> _WHAT TO PRODUCE_: Transcribe all of the data verbatim, please, and leave out its pictures.

[Opening TASK DATA section]

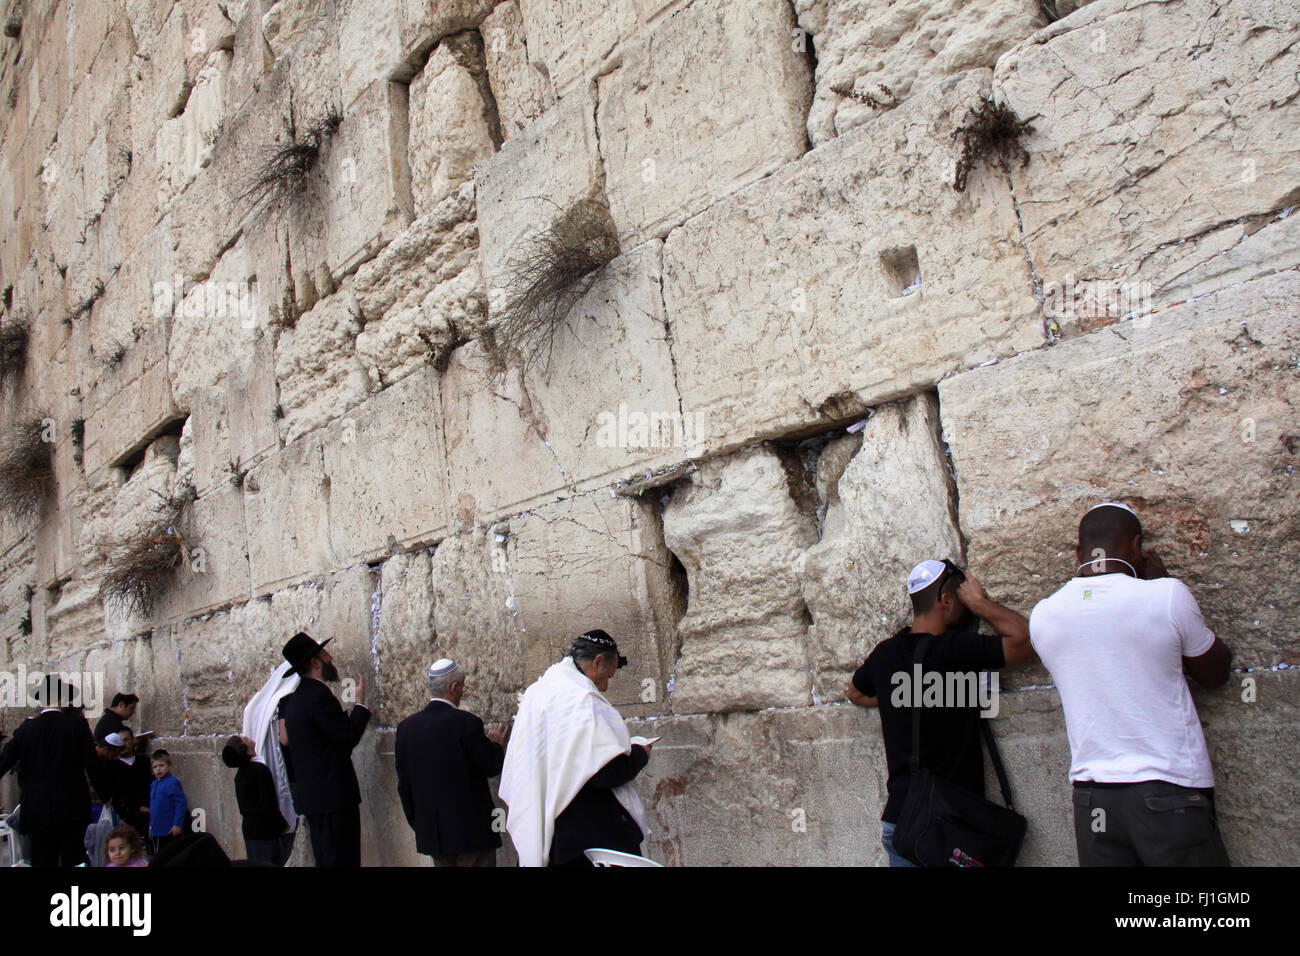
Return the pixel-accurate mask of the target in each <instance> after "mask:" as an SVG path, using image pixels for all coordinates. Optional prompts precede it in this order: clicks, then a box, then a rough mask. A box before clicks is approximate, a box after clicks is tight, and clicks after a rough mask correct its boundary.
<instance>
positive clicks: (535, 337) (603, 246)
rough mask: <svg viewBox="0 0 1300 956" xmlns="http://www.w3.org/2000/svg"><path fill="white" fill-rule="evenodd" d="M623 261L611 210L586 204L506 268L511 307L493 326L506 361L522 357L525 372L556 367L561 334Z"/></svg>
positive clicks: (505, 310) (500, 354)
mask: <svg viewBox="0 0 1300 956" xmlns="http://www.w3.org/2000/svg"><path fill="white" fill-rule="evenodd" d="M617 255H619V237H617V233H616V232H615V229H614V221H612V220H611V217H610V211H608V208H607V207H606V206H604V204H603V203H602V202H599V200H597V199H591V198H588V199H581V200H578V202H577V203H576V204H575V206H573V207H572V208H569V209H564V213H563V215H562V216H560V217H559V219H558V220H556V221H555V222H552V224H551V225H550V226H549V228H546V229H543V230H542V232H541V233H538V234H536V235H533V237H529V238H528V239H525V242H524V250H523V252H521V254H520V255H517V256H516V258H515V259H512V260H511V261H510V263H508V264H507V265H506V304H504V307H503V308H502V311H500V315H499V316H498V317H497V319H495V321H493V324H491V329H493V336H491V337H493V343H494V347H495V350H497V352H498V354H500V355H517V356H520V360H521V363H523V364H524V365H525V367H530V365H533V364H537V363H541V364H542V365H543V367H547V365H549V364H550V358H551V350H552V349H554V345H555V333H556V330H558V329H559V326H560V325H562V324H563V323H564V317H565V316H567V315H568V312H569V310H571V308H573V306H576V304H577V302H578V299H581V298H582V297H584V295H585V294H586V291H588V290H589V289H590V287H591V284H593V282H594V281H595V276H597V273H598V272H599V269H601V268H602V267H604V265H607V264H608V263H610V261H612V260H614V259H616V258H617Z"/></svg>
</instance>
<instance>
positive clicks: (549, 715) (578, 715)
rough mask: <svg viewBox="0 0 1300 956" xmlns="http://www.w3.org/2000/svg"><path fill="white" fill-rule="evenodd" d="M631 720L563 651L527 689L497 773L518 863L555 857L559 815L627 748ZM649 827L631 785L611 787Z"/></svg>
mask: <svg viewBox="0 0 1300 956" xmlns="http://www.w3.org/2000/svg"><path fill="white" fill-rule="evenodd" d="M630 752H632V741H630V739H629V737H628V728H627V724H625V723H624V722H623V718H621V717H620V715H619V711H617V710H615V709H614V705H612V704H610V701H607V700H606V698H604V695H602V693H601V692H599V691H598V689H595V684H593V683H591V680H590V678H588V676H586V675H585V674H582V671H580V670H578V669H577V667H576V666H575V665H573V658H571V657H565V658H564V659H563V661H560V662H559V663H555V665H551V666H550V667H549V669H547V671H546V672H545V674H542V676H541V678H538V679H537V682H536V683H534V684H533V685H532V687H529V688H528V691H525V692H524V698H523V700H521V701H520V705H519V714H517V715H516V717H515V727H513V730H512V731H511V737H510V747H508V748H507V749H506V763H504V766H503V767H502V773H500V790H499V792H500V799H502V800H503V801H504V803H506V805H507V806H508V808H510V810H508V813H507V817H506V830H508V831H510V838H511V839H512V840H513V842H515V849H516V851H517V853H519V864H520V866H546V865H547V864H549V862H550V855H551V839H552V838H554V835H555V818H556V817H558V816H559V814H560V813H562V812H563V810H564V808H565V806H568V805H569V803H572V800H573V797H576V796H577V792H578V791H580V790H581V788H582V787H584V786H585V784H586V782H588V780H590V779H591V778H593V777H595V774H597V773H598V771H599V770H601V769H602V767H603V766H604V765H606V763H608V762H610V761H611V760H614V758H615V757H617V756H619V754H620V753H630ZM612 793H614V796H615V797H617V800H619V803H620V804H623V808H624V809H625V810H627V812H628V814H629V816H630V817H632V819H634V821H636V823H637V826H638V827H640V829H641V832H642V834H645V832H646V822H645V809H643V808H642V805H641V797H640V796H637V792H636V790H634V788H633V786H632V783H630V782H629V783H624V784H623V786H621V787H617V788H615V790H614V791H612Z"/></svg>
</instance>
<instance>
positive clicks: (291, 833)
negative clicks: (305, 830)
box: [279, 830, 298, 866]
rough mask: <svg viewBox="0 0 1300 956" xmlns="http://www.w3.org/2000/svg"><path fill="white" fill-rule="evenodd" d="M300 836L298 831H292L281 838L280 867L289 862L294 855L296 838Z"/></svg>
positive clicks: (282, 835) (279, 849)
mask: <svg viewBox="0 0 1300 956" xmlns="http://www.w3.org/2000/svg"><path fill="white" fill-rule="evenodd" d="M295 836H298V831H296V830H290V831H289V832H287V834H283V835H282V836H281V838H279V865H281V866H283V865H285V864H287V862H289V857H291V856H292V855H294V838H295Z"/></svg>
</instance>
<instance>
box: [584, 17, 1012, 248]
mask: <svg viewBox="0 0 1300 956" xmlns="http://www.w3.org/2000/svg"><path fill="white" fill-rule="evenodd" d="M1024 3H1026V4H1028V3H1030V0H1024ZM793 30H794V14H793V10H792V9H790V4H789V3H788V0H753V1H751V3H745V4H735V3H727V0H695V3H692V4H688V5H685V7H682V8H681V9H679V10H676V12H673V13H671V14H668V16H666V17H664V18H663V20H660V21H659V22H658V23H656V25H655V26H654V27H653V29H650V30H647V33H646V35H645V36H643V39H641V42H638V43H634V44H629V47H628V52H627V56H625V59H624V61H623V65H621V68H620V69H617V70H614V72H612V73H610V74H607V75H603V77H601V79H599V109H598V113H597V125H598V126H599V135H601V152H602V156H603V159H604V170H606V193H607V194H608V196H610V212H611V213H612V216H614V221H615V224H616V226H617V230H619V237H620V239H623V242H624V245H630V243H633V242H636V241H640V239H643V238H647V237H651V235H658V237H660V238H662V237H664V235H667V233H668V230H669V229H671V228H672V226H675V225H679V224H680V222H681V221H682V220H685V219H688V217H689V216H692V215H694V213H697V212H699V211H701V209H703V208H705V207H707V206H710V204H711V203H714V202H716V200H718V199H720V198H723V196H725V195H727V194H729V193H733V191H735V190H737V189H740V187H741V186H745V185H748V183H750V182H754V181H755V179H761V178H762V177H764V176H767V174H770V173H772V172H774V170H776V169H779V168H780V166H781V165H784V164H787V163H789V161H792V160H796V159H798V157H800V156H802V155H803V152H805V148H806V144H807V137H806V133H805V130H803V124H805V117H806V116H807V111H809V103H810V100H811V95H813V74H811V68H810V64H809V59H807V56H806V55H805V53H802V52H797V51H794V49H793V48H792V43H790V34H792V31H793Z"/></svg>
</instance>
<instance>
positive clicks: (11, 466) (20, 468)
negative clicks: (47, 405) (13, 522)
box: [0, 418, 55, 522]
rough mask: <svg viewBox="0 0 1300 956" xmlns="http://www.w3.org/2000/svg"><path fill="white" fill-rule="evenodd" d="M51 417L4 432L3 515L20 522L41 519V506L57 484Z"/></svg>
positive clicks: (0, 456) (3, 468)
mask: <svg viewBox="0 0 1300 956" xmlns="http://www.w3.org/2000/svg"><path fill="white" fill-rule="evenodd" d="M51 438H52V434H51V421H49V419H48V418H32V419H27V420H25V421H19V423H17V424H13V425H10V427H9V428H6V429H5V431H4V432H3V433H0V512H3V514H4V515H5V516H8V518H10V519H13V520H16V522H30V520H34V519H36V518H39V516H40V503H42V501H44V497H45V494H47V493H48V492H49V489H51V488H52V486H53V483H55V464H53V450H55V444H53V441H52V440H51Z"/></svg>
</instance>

[Closing TASK DATA section]

> _TASK ANSWER_:
Return the pixel-accurate mask of the target in each <instance> after "mask:" as an SVG path, using image pixels for all coordinates. Optional prompts precede it in this order: clicks, then a box, then a rough mask. A box before clicks is approximate, a box after clicks is tight, and clicks after a rough mask correct its boundary.
<instance>
positive clicks: (535, 337) (603, 246)
rough mask: <svg viewBox="0 0 1300 956" xmlns="http://www.w3.org/2000/svg"><path fill="white" fill-rule="evenodd" d="M623 261L611 210L586 204L506 268L511 307L493 326L506 361L522 357L525 372L556 367L561 334Z"/></svg>
positive clicks: (505, 310) (500, 354)
mask: <svg viewBox="0 0 1300 956" xmlns="http://www.w3.org/2000/svg"><path fill="white" fill-rule="evenodd" d="M617 255H619V237H617V233H616V232H615V229H614V221H612V220H611V217H610V211H608V208H607V207H606V206H604V204H603V203H602V202H599V200H597V199H591V198H588V199H581V200H578V202H577V203H576V204H575V206H573V207H572V208H569V209H564V213H563V215H562V216H560V217H559V219H558V220H556V221H555V222H552V224H551V225H550V226H549V228H546V229H543V230H542V232H541V233H538V234H536V235H533V237H529V238H528V239H525V242H524V250H523V252H521V254H520V255H517V256H516V258H515V259H512V260H511V261H510V263H508V264H507V265H506V304H504V307H503V308H502V311H500V315H499V316H498V317H497V319H495V321H493V324H491V329H493V336H491V337H493V343H494V347H495V350H497V352H498V354H500V355H517V356H520V360H521V363H523V364H524V365H525V367H530V365H533V364H537V363H541V364H542V365H543V367H547V365H549V364H550V358H551V350H552V349H554V345H555V333H556V330H558V329H559V326H560V325H562V324H563V323H564V317H565V316H567V315H568V312H569V310H571V308H573V306H576V304H577V302H578V299H581V298H582V297H584V295H585V294H586V291H588V290H589V289H590V287H591V284H593V282H594V281H595V276H597V273H598V272H599V269H601V268H602V267H604V265H607V264H608V263H610V261H612V260H614V259H616V258H617Z"/></svg>
</instance>
<instance>
positive clicks: (549, 715) (578, 715)
rough mask: <svg viewBox="0 0 1300 956" xmlns="http://www.w3.org/2000/svg"><path fill="white" fill-rule="evenodd" d="M631 720L563 651L527 689L497 773L518 863L555 857L559 815L627 748ZM649 827L631 785L611 787Z"/></svg>
mask: <svg viewBox="0 0 1300 956" xmlns="http://www.w3.org/2000/svg"><path fill="white" fill-rule="evenodd" d="M630 752H632V741H630V739H629V737H628V728H627V724H625V723H624V722H623V718H621V717H620V715H619V711H617V710H615V709H614V705H612V704H610V701H607V700H606V698H604V695H602V693H601V692H599V691H598V689H595V684H593V683H591V680H590V678H588V676H586V675H585V674H582V671H580V670H578V669H577V667H576V666H575V665H573V658H571V657H565V658H564V659H563V661H560V662H559V663H555V665H551V666H550V667H549V669H547V671H546V672H545V674H542V676H541V678H538V679H537V682H536V683H534V684H533V685H532V687H529V688H528V691H525V692H524V698H523V700H521V701H520V705H519V714H517V715H516V717H515V727H513V730H512V731H511V737H510V747H508V748H507V749H506V763H504V766H503V767H502V773H500V790H499V792H500V799H502V800H503V801H504V803H506V805H507V806H508V808H510V810H508V813H507V817H506V830H508V831H510V838H511V839H512V840H513V842H515V849H516V851H517V853H519V864H520V866H546V865H547V864H549V862H550V855H551V839H552V838H554V835H555V818H556V817H558V816H559V814H560V813H562V812H563V810H564V808H565V806H568V805H569V803H572V800H573V797H576V796H577V792H578V791H580V790H581V788H582V787H584V786H585V784H586V782H588V780H590V779H591V778H593V777H595V774H597V773H598V771H599V770H601V769H602V767H603V766H604V765H606V763H608V762H610V761H611V760H614V758H615V757H617V756H619V754H620V753H630ZM612 793H614V796H615V797H617V800H619V803H620V804H623V808H624V809H625V810H627V812H628V814H629V816H630V817H632V819H634V821H636V823H637V826H638V827H640V829H641V832H642V834H645V832H646V822H645V809H643V808H642V805H641V797H640V796H637V792H636V790H634V788H633V786H632V783H630V782H629V783H624V784H623V786H621V787H617V788H615V790H614V791H612Z"/></svg>
</instance>
<instance>
positive clicks: (291, 833)
negative clicks: (305, 830)
box: [279, 830, 298, 866]
rough mask: <svg viewBox="0 0 1300 956" xmlns="http://www.w3.org/2000/svg"><path fill="white" fill-rule="evenodd" d="M300 836L298 831H292L281 838L280 867L289 862L294 855L296 838Z"/></svg>
positive clicks: (282, 835) (279, 849)
mask: <svg viewBox="0 0 1300 956" xmlns="http://www.w3.org/2000/svg"><path fill="white" fill-rule="evenodd" d="M295 836H298V831H296V830H290V831H289V832H287V834H283V835H282V836H281V838H279V865H281V866H283V865H285V864H287V862H289V857H291V856H292V855H294V838H295Z"/></svg>
</instance>
<instance>
box: [584, 17, 1012, 248]
mask: <svg viewBox="0 0 1300 956" xmlns="http://www.w3.org/2000/svg"><path fill="white" fill-rule="evenodd" d="M1024 3H1026V4H1028V3H1030V0H1024ZM793 30H794V14H793V10H792V9H790V4H789V3H788V0H753V1H751V3H745V4H735V3H727V0H695V3H692V4H688V5H685V7H682V8H681V9H679V10H676V12H673V13H671V14H668V16H666V17H664V18H663V20H660V21H659V22H658V23H656V25H655V26H654V27H653V29H650V30H647V33H646V35H645V36H643V39H641V42H638V43H634V44H629V47H628V52H627V56H625V59H624V61H623V65H621V68H620V69H617V70H614V72H612V73H610V74H607V75H603V77H601V79H599V109H598V113H597V125H598V126H599V135H601V152H602V156H603V159H604V170H606V193H607V194H608V196H610V212H611V213H612V216H614V221H615V224H616V226H617V230H619V237H620V239H623V242H624V245H630V243H633V242H636V241H640V239H643V238H647V237H651V235H658V237H660V238H662V237H664V235H667V233H668V230H669V229H671V228H672V226H675V225H679V224H680V222H681V221H682V220H685V219H688V217H689V216H692V215H694V213H697V212H699V211H701V209H703V208H705V207H707V206H710V204H711V203H714V202H716V200H718V199H720V198H723V196H725V195H727V194H729V193H733V191H735V190H737V189H740V187H741V186H745V185H748V183H750V182H754V181H755V179H761V178H762V177H764V176H767V174H770V173H772V172H774V170H776V169H779V168H780V166H781V165H784V164H787V163H789V161H792V160H796V159H798V157H800V156H802V155H803V152H805V148H806V144H807V137H806V133H805V130H803V124H805V117H806V116H807V111H809V103H810V100H811V95H813V74H811V68H810V64H809V59H807V56H806V55H805V53H802V52H797V51H794V49H793V48H792V43H790V34H792V31H793Z"/></svg>
</instance>
<instance>
positive clicks: (11, 466) (20, 468)
negative clicks: (47, 405) (13, 522)
box: [0, 418, 55, 522]
rough mask: <svg viewBox="0 0 1300 956" xmlns="http://www.w3.org/2000/svg"><path fill="white" fill-rule="evenodd" d="M51 417L4 432L3 515L20 522L41 519V506L57 484Z"/></svg>
positive clicks: (0, 456) (3, 468)
mask: <svg viewBox="0 0 1300 956" xmlns="http://www.w3.org/2000/svg"><path fill="white" fill-rule="evenodd" d="M51 438H52V434H51V421H49V419H48V418H32V419H27V420H25V421H19V423H17V424H13V425H10V427H9V428H6V429H5V431H4V432H3V433H0V512H3V514H4V515H5V516H8V518H10V519H13V520H16V522H30V520H34V519H36V518H39V516H40V503H42V501H44V497H45V494H47V493H48V492H49V489H51V488H52V486H53V483H55V464H53V450H55V444H53V441H52V440H51Z"/></svg>
</instance>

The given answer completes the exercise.